**DOCUMENT PASSAGE:**

For example, the following Dockerfile and Singularity recipe files are generated from the same two-line, high-level HPCCM recipe using the included OpenMPI building block. The OpenMPI building block has a number of configuration options, only some of which are shown below, to customize the configuration, building, and installation.

 

Stage0 += baseimage(image='nvidia/cuda:9.0-devel', _as='devel')
Stage0 += openmpi(cuda=True, infiniband=True, prefix='/usr/local/openmpi',
                  version='3.0.0')

[Basic HPCCM recipe]

 

FROM nvidia/cuda:9.0-devel AS devel

# OpenMPI version 3.0.0
RUN apt-get update -y && \
    apt-get install -y --no-install-recommends \
        file \
        hwloc \
        openssh-client \
        wget && \
    rm -rf /var/lib/apt/lists/*
RUN mkdir -p /tmp && wget -q --no-check-certificate -P /tmp https://www.open-mpi.org/software/ompi/v3.0/downloads/openmpi-3.0.0.tar.bz2 && \
    tar -x -f /tmp/openmpi-3.0.0.tar.bz2 -C /tmp -j && \
    cd /tmp/openmpi-3.0.0 && ./configure --prefix=/usr/local/openmpi --disable-getpwuid --enable-orterun-prefix-by-default --with-cuda --with-verbs && \
    make -j4 && \
    make -j4 install && \
    rm -rf /tmp/openmpi-3.0.0.tar.bz2 /tmp/openmpi-3.0.0
ENV PATH=/usr/local/openmpi/bin:$PATH \
    LD_LIBRARY_PATH=/usr/local/openmpi/lib:$LD_LIBRARY_PATH

[Dockerfile generated from the basic HPCCM recipe]

 

BootStrap: docker
From: nvidia/cuda:9.0-devel

# OpenMPI version 3.0.0
%post
    apt-get update -y
    apt-get install -y --no-install-recommends \
        file \
        hwloc \
        openssh-client \
        wget
    rm -rf /var/lib/apt/lists/*
%post
    mkdir -p /tmp && wget -q --no-check-certificate -P /tmp https://www.open-mpi.org/software/ompi/v3.0/downloads/openmpi-3.0.0.tar.bz2
    tar -x -f /tmp/openmpi-3.0.0.tar.bz2 -C /tmp -j
    cd /tmp/openmpi-3.0.0 && ./configure --prefix=/usr/local/openmpi --disable-getpwuid --enable-orterun-prefix-by-default --with-cuda --with-verbs
    make -j4
    make -j4 install
    rm -rf /tmp/openmpi-3.0.0.tar.bz2 /tmp/openmpi-3.0.0
%environment
    export PATH=/usr/local/openmpi/bin:$PATH
    export LD_LIBRARY_PATH=/usr/local/openmpi/lib:$LD_LIBRARY_PATH

[Singularity recipe file generated from the basic HPCCM recipe]

 

Base Recipes as a Starting Point for HPC Application Containers

Several “base container” recipes are included with HPCCM and are an excellent starting point for HPC containers. These base recipes include fundamental HPC components such as a compiler, an MPI library, CUDA, Mellanox OFED, and other components typically found in an HPC software stack.

**WHAT YOU WILL DO:**
1. Answer these about the HPCCM passage:
(a) Which base image does the two-line HPCCM recipe start from?
(b) Which OpenMPI version does that recipe request?
(c) Which HPC components does the final paragraph say the base recipes include?
2. Carry on the HPCCM passage, picking up right after its final sentence.

Records from an annotation dataset
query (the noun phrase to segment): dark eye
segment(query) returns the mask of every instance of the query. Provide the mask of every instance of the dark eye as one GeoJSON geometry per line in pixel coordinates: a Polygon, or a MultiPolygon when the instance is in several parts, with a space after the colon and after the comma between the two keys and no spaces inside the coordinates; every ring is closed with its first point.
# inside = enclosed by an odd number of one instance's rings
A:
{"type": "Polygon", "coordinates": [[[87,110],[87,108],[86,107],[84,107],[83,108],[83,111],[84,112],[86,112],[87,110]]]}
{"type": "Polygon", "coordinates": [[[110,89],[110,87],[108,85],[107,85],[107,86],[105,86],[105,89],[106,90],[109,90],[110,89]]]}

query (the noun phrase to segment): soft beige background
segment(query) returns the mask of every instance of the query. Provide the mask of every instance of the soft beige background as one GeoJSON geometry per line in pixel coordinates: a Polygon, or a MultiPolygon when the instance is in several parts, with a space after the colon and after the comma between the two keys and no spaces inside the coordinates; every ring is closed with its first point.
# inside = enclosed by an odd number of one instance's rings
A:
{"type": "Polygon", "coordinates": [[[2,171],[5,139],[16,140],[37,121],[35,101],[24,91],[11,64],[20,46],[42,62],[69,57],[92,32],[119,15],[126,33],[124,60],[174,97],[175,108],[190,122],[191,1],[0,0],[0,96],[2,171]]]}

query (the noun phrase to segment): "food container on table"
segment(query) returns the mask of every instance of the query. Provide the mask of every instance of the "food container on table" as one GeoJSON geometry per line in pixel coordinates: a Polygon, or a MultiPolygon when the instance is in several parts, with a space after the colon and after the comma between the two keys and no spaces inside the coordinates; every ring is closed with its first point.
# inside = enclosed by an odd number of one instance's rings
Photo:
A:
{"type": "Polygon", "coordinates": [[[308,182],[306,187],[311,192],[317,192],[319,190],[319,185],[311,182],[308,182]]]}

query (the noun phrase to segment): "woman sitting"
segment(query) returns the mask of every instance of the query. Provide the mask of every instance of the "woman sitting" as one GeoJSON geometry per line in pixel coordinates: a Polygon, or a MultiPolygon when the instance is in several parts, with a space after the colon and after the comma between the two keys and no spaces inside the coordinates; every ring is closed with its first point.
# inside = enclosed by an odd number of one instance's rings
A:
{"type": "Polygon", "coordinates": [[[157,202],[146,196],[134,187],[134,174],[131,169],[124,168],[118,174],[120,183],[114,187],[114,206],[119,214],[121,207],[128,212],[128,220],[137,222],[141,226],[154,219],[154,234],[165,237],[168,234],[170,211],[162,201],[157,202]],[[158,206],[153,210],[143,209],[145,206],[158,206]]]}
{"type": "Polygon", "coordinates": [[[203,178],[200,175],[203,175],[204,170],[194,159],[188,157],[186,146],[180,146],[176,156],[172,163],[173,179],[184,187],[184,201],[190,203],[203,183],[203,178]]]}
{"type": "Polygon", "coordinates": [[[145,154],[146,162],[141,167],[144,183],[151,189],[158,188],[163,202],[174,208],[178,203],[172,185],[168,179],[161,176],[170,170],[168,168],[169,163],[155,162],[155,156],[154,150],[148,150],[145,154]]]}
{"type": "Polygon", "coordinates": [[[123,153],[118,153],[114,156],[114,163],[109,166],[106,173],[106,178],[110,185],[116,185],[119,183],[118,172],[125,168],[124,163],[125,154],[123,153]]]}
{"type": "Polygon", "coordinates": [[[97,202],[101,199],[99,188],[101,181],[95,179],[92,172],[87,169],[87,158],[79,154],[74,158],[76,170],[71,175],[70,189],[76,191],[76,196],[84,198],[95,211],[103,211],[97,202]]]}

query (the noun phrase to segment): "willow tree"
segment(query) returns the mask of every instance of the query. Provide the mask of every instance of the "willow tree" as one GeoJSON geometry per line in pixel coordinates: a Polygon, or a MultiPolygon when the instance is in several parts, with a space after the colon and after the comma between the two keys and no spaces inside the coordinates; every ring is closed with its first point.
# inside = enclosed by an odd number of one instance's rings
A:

**ANSWERS PER TASK:**
1.
(a) nvidia/cuda:9.0-devel
(b) 3.0.0
(c) A compiler, an MPI library, CUDA, Mellanox OFED, and other components typically found in an HPC software stack.

2.
The “MPI Bandwidth” sample program from the Lawrence Livermore National Laboratory (LLNL) will be used as a proxy application to illustrate how one can use HPCCM base recipes to create an application container.

First, generate a Dockerfile from one of the base images and use Docker to create a local container image named baseimage. The build may take a while since a number of HPC components need to be downloaded and built. Please note that these steps assume that the user is part of the docker group and hence doesn’t need to prefix each docker command with sudo.

 

$ hpccm.py --recipe recipes/hpcbase-gnu-openmpi.py --single-stage > Dockerfile.baseimage
$ docker build -t baseimage -f Dockerfile.baseimage .

 

Use the newly created base container image as the starting point for the application Dockerfile. In this case, the Dockerfile to build the MPI Bandwidth proxy application is trivial when the starting point is a container image with an MPI library; just copy the source file into the container and build it using the MPI compiler wrapper. Create a file named Dockerfile.baseimage-mpi_bandwidth with the following content.

 

FROM baseimage

# MPI Bandwidth "application"
COPY mpi_bandwidth.c /tmp/mpi_bandwidth.c
RUN mkdir -p /workspace && \
    mpicc -o /workspace/mpi_bandwidth /tmp/mpi_bandwidth.c

 

Build the application container image using Docker.

 

$ docker build -t baseimage-mpi_bandwidth -f Dockerfile.baseimage-mpi_bandwidth .

 

Finally, run the containerized MPI Bandwidth proxy application.

 

$ nvidia-docker run --rm -ti baseimage-mpi_bandwidth mpirun --allow-run-as-root -n 2 /workspace/mpi_bandwidth

******************** MPI Bandwidth Test ********************
Message start size= 100000 bytes
Message finish size= 1000000 bytes
Incremented by 100000 bytes per iteration
Roundtrips per iteration= 100
MPI_Wtick resolution = 1.000000e-09
************************************************************
task    0 is on dbcb15aff446 partner=   1
task    1 is on dbcb15aff446 partner=   0
************************************************************
...
***Message size:  1000000 *** best /  avg / worst (MB/sec)
   task pair:    0 - 1: 8754.23 / 8641.50 / 6640.06
   OVERALL AVERAGES:          8754.23 / 8641.50 / 6640.06

 

Alternatively, the steps to build the MPI Bandwidth proxy application could have been added to the end of Dockerfile.baseimage for a single, self-contained HPC application Dockerfile. Doing this would also allow unused components from the general-purpose base image to be removed to reduce the size of the application container image.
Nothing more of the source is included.